**What to do**
Everything from the line that contains "the orange construction barrier" through the final line of the records should be written out exactly, and nothing outside that span.
— start of Stored data —
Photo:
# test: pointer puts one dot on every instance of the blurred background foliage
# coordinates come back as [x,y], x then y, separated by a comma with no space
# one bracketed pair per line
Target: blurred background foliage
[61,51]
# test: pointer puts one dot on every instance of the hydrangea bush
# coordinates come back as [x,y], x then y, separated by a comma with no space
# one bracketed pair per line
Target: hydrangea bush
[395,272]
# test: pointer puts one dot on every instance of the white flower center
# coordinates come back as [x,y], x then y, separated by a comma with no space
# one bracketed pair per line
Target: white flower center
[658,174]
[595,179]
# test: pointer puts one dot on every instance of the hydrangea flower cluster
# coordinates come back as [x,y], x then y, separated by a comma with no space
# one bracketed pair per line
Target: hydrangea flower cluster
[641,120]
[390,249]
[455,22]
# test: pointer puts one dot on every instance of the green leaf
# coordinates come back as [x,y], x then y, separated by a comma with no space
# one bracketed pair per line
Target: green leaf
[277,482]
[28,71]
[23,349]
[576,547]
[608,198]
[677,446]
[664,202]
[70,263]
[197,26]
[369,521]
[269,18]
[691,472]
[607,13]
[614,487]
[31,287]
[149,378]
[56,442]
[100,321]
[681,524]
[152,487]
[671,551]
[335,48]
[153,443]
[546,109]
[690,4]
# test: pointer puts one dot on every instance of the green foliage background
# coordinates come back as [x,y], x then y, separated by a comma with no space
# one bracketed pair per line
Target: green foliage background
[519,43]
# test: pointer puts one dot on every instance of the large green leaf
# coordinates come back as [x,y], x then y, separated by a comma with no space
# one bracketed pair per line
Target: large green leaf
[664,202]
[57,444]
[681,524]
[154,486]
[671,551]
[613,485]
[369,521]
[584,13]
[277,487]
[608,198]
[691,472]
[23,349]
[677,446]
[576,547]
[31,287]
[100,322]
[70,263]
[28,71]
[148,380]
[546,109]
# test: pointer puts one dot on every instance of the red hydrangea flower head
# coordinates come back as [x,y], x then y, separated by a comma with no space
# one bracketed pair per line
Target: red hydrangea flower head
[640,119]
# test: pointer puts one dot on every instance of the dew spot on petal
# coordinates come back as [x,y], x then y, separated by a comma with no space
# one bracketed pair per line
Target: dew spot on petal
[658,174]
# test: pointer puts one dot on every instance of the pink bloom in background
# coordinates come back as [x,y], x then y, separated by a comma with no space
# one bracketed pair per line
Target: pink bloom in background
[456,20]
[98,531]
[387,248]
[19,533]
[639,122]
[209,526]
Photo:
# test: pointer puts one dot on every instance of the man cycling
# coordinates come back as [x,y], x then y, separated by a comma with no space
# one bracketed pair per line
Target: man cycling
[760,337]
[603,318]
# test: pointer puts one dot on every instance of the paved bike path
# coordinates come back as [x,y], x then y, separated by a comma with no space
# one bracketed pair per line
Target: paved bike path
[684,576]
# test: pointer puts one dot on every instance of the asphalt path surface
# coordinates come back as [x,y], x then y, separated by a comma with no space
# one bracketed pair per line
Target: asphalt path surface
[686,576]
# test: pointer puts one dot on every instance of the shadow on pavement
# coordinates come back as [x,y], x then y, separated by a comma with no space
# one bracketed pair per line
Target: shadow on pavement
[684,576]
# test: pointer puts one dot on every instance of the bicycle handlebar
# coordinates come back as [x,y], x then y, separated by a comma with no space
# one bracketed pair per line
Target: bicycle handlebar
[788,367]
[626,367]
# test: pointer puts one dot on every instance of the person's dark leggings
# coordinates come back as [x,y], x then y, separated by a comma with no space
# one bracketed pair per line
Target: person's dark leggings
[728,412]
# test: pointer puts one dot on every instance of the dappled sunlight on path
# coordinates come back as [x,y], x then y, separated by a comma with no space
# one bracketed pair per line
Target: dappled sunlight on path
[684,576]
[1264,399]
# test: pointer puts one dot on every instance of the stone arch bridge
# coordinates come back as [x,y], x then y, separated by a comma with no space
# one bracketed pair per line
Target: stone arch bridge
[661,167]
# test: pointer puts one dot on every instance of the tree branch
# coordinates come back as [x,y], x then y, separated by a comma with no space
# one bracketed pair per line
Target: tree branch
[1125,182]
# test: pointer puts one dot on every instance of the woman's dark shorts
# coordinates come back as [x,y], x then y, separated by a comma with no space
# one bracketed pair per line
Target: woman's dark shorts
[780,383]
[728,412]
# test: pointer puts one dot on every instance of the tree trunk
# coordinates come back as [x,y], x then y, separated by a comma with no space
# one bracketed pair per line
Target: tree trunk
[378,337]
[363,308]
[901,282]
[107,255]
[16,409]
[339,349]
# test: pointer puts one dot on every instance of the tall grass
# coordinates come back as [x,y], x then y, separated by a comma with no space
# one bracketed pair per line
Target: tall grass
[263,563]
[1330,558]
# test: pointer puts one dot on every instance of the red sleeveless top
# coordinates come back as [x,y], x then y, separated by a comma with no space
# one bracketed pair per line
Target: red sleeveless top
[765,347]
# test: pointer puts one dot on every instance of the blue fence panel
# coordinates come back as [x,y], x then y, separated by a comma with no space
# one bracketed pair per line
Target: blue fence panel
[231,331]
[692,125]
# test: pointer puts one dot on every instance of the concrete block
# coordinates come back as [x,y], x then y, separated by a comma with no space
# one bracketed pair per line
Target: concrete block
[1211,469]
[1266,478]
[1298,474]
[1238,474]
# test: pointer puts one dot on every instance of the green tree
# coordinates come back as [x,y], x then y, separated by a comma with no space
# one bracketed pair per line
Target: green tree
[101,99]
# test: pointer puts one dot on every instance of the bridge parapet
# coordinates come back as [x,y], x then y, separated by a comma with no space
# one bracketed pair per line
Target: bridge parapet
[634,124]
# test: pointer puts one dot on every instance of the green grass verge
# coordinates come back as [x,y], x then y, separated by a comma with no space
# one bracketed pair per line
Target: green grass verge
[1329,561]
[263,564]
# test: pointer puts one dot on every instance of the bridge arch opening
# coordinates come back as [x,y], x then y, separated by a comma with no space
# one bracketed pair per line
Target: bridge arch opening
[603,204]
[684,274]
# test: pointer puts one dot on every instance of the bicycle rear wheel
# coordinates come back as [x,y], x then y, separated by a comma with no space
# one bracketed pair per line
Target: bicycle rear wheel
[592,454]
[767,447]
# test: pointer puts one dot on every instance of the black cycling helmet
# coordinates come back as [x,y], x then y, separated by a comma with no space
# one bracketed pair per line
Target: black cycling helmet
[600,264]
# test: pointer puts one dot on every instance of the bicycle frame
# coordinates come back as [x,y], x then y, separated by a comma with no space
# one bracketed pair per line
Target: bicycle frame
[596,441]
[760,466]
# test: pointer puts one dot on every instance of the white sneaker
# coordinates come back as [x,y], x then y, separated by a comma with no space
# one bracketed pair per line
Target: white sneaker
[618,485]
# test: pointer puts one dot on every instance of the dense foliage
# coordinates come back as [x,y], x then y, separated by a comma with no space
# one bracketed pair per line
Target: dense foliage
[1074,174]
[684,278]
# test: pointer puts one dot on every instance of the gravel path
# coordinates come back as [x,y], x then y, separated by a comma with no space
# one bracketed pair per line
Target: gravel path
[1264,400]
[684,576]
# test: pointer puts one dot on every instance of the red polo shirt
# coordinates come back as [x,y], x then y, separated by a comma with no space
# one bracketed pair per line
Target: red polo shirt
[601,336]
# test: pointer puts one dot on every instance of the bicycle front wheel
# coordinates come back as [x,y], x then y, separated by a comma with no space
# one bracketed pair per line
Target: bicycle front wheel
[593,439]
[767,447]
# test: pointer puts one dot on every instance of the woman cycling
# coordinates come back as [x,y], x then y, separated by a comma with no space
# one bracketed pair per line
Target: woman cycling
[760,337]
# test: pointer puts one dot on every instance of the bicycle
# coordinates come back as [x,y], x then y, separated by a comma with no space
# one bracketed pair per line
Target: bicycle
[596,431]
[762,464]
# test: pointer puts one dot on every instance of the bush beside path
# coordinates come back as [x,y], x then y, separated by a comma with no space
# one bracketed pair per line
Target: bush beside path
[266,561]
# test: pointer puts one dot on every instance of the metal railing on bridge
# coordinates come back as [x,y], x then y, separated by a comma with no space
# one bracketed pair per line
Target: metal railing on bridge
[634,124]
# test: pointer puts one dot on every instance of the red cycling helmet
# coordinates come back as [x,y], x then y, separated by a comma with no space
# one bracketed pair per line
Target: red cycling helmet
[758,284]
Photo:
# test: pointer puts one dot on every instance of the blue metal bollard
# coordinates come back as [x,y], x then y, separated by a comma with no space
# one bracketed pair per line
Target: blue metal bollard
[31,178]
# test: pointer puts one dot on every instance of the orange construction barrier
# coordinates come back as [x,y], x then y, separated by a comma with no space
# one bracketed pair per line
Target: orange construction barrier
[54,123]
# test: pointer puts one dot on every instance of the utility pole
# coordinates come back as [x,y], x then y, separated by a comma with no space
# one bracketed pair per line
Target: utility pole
— end of Stored data —
**Solved exercise**
# test: pointer puts one dot on every instance of the orange construction barrier
# coordinates come back as [x,y], x then y, separated by a comma with no space
# one bracketed pair per line
Target: orange construction barrier
[54,123]
# test: pointer puts one dot on every instance of the utility pole
# coordinates come back as [x,y], x then y, separated by a comma with no space
# one bracketed pair per line
Target: utility pole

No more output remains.